[Text block]
The Journal of Neurophysiology Vol. 86 No. 3 September 2001, pp. 1202-1210
Copyright ©2001 by the American Physiological Society

Electrophysiological Evidence for Vasopressin V₁ Receptors on Neonatal Motoneurons, Premotor and Other Ventral Horn Neurons

 ¹Neurosciences, Ottawa Health Research Institute, University of Ottawa, Ottawa, Ontario K1Y 4E9, Canada; and  ²National Institute on Drug Abuse, Intramural Research Program, Baltimore, Maryland 21224

Oz, Murat, Miloslav Kolaj, and Leo P. Renaud. Electrophysiological Evidence for Vasopressin V₁ Receptors on Neonatal Motoneurons, Premotor and Other Ventral Horn Neurons. J. Neurophysiol. 86: 1202-1210, 2001. Prominent arginine-vasopressin (AVP) binding and AVP V₁ type receptors are expressed early in the developing rat spinal cord. We sought to characterize their influence on neural excitability by using patch-clamp techniques to record AVP-induced responses from a population of motoneurons and interneurons in neonatal (5-18 days) rat spinal cord slices. Data were obtained from 58 thoracolumbar (T₇-L₅) motoneurons and 166 local interneurons. A majority (>90%) of neurons responded to bath applied AVP (10 nM to 3 µM) and (Phe², Orn⁸)-vasotocin, a V₁ receptor agonist, but not V₂ or oxytocin receptor agonists. In voltage-clamp, postsynaptic responses in motoneurons were characterized by slowly rising, prolonged (7-10 min) and tetrodotoxin-resistant inward currents associated with a 25% reduction in a membrane potassium conductance that reversed near 100 mV. In interneurons, net AVP-induced inward currents displayed three patterns: decreasing membrane conductance with reversal near 100 mV, i.e., similar to that in motoneurons (24 cells); increasing conductance with reversal near 40 mV (21 cells); small reduction in conductance with no reversal within the current range tested (41 cells). A presynaptic component recorded in most neurons was evident as an increase in the frequency but not amplitude (in motoneurons) of inhibitory and excitatory postsynaptic currents (IPSCs and EPSCs), in large part due to AVP-induced firing in inhibitory (mainly glycinergic) and excitatory (glutamatergic) neurons synapsing on the recorded cells. An increase in frequency but not amplitude of miniature IPSCs and EPSCs also indicated an AVP enhancement of neurotransmitter release from axon terminals of inhibitory and excitatory interneurons. These observations provide support for a broad presynaptic and postsynaptic distribution of AVP V₁ type receptors and indicate that their activation can enhance the excitability of a majority of neurons in neonatal ventral spinal cord.

(Data records)
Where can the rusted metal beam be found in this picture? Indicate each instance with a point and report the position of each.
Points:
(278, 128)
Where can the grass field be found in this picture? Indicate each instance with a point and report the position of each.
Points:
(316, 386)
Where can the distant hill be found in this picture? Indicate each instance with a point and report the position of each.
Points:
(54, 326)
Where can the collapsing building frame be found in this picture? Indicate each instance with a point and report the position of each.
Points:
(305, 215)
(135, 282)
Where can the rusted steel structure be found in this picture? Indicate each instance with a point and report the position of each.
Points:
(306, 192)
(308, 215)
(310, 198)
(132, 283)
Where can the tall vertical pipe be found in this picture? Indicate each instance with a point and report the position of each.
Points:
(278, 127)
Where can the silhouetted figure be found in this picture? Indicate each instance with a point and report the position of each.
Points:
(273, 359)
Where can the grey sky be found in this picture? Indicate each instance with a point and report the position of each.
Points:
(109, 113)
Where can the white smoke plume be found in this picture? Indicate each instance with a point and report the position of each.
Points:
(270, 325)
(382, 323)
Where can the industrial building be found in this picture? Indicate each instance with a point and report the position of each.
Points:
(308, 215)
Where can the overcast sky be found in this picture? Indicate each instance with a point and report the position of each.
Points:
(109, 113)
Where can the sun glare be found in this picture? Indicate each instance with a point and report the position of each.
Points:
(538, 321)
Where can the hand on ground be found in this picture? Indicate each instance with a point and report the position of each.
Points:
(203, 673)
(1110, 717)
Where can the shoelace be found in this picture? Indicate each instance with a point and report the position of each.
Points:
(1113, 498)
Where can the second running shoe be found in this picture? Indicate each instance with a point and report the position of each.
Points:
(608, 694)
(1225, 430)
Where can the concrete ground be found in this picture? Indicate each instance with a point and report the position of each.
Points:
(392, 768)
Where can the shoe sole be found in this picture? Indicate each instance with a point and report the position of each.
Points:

[What the exercise asks] Condense the vasopressin receptor abstract above into two sentences.

[Response below] Patch-clamp recordings from neonatal rat spinal cord slices showed that most motoneurons and interneurons responded to AVP and a V₁ receptor agonist, but not to V₂ or oxytocin receptor agonists, with inward currents and an increased frequency of inhibitory and excitatory postsynaptic currents. These findings support a broad presynaptic and postsynaptic distribution of AVP V₁ type receptors whose activation can enhance the excitability of most neurons in the neonatal ventral spinal cord.